## Рабочее задание
С каким писателем комментарий в тексте о письмах Пушкина сравнивает Пушкина по постоянному поиску источника доходов?

## Исходный текст
····················
Июнь 1823 – июль 1824. В. Л. Давыдову. (Черновое). Кишинев – Одесса.

Люди по большей части самолюбивы, беспонятны, легкомысленны, невежественны, упрямы; старая истина, которую все-таки не худо повторить. Они редко терпят противуречие, никогда не прощают неуважения; они легко увлекаются пышными словами, охотно повторяют всякую новость; и к ней привыкнув, уже не могут с нею расстаться.

Этот абзац из чернового письма к В. Л. Давыдову Пушкин специально отчеркнул, думая, вероятно, перенести его в другое место. Это место сильно напоминает максимы, распространные именно во французской традиции и представленные именами Монтеня, Лабрюйера и Ларошфуко, которых, без сомнения, он читал в оригинале. Но это обобщение несколько иного плана, чем художественное замечание, или, того пуще, художественный образ, – это максима на русский лад с русским же скепсисом и известной категоричностью.

Первая половина ноября 1824 года. Л. С. Пушкину. Из Михайловского в Петербург.

Не забудь Фон-Визина писать Фонвизин. Что он за нехристь? Он русский, из прерусских русский.

Начало 20-х чисел ноября 1824 г. Л. С.Пушкину. Из Михайловского в Петербург.

Образ жизни моей все тот же, стихов не пишу, продолжаю свои «Записки» да читаю «Клариссу», мочи нет какая скучная дура!

Около 20 декабря 1824 года. Л. С. Пушкину. Из Михайловского в Петербург.

Христом и Богом прошу скорее вытащить «Онегина» из-под цензуры – слава, – деньги нужны. Долго не торгуйся за стихи – режь, рви, кромсай хоть все 54 строфы, но денег, ради Бога, денег!

В этом состоянии поиска постоянного источника доходов с Пушкиным может сравниться лишь Достоевский, который, за малым исключением последних лет своей жизни, в нем пребывал всю свою жизнь, стремясь обеспечить самому себе и своему семейству достойное проживание.

1825

25 января 1825. К. Ф. Рылееву. Из Михайловского в Петербург.

Бестужев пишет мне много об «Онегине» – скажи ему, что он неправ: ужели хочет он изгнать все легкое и веселое из области поэзии? Куда же денутся сатиры и комедии?.. Картины светской жизни также входят в область поэзии…

Согласен с Бестужевым во мнении о критической статье Плетнева, но не совсем соглашусь с строгим приговором о Жуковском. Зачем кусать нам груди кормилицы нашей? Потому что зубки прорезались?.. Ох! Уж эта мне республика словесности. За что казнит, за что венчает?
····················
## Выдержки из данных
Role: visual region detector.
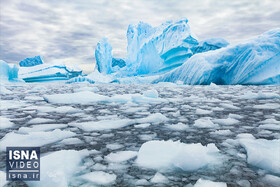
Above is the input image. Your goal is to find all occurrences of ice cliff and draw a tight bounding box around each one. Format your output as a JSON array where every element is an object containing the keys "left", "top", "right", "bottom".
[
  {"left": 95, "top": 19, "right": 228, "bottom": 77},
  {"left": 0, "top": 60, "right": 19, "bottom": 82},
  {"left": 91, "top": 19, "right": 280, "bottom": 85},
  {"left": 155, "top": 28, "right": 280, "bottom": 85},
  {"left": 19, "top": 56, "right": 43, "bottom": 67},
  {"left": 18, "top": 58, "right": 82, "bottom": 82}
]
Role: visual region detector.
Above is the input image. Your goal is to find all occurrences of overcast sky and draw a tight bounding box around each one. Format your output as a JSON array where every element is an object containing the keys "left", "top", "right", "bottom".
[{"left": 0, "top": 0, "right": 280, "bottom": 72}]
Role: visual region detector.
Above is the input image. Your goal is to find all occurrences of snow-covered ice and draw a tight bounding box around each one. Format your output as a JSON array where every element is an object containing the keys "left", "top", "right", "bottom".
[
  {"left": 239, "top": 136, "right": 280, "bottom": 174},
  {"left": 0, "top": 83, "right": 280, "bottom": 187},
  {"left": 105, "top": 151, "right": 137, "bottom": 162},
  {"left": 0, "top": 129, "right": 75, "bottom": 151},
  {"left": 80, "top": 171, "right": 117, "bottom": 185},
  {"left": 136, "top": 140, "right": 221, "bottom": 171},
  {"left": 194, "top": 179, "right": 227, "bottom": 187}
]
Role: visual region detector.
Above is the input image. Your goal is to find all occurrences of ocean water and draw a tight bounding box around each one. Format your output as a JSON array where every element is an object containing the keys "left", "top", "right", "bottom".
[{"left": 0, "top": 83, "right": 280, "bottom": 186}]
····················
## Ожидаемый ответ
С Достоевским.